_Document section_
☆ ☆ ☆ ☆ ☆

11.08.2003
Astronomical note
And I'm glad I got to see that without having to go outside, because it's cold as the dickens out there. At least we had a clear view in my corner of the Midwest.
11.06.2003
Covetousness and cataloguing
But while I was still grading a couple of days ago, I took a quick bookstore break, and saw that the New York Public Library has produced a kit for organizing your home library: it consists of a book with advice about classification systems, cataloguing, bookshelf-buying, preservation, and the like; a CD-ROM with library software; and a binder for record-keeping. I immediately thought "What a cool idea! I want one of those!" and then "But it's $40 and I'm trying to keep to a budget" and then "Maybe I could just eat more rice and lentils this month and call it even..." After all, the book on "Your Home Library" does include a section on how to cull your book collection and sell your used books — so it could be a money-saver in the end, right? Right?

☆ ☆ ☆ ☆ ☆

_Written task_
Translate this sentence from the dated journal entries above into Spanish: "At least we had a clear view in my corner of the Midwest."

_Dataset section_
☆ ☆ ☆ ☆ ☆

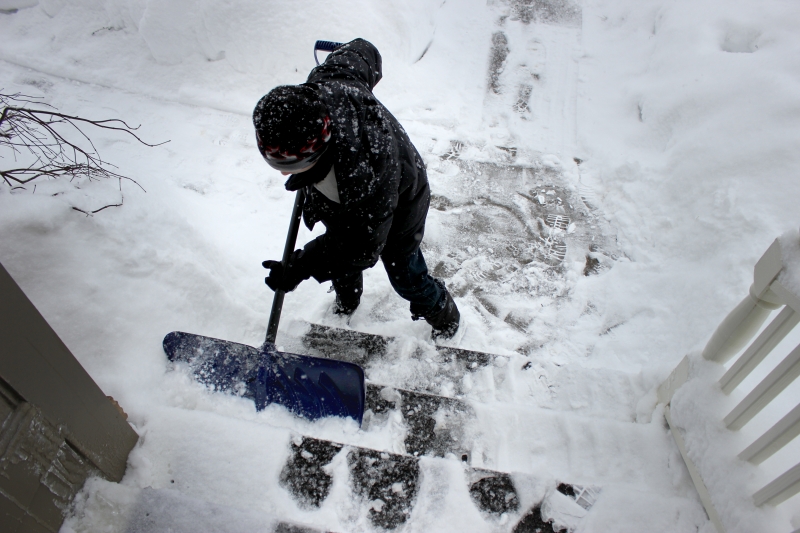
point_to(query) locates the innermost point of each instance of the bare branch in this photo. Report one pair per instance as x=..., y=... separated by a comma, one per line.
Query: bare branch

☆ ☆ ☆ ☆ ☆

_Response below_
Al menos tuvimos una vista despejada en mi rincón del Medio Oeste.